§ Information shown
· · · · ·
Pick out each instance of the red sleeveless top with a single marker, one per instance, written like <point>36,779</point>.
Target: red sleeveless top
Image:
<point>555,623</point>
· · · · ·
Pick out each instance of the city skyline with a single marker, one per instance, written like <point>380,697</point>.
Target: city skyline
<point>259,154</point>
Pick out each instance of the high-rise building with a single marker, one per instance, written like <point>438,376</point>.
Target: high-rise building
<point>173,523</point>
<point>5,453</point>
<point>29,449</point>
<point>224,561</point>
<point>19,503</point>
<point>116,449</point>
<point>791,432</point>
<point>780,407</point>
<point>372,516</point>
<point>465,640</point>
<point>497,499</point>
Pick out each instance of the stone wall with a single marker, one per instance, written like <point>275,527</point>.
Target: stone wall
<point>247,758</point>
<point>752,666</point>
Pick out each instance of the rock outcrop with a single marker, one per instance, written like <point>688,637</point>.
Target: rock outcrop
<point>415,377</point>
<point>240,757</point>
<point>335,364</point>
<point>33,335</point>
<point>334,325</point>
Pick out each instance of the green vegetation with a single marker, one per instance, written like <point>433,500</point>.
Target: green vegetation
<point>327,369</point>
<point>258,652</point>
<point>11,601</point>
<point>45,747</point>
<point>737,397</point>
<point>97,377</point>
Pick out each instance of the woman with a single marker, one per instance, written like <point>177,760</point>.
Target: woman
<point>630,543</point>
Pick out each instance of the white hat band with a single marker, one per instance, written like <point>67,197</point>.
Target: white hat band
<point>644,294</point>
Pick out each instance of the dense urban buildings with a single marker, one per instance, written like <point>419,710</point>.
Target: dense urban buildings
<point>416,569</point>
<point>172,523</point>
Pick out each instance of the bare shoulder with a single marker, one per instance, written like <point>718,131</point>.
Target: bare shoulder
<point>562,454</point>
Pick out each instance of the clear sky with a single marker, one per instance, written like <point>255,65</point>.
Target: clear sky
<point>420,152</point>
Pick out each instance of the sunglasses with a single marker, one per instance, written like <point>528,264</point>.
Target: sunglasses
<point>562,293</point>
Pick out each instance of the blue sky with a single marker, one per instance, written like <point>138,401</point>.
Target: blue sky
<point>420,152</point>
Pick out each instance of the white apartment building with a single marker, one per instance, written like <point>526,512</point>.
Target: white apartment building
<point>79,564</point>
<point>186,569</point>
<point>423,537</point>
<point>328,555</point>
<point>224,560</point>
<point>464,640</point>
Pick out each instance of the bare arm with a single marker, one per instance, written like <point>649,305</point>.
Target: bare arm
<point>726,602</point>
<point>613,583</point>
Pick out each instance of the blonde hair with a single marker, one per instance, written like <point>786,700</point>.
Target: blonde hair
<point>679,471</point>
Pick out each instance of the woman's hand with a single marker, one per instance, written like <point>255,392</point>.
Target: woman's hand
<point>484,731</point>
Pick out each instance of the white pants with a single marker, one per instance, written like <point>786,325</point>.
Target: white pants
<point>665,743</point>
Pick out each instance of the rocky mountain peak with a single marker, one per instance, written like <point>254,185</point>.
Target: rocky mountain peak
· · · · ·
§ Assigned task
In the records above, each line with the string "peak" should be copied.

§ Answer area
Pick out each instance of the rocky mountain peak with a single marker, one per instance, written like <point>254,185</point>.
Target: rocky mountain peak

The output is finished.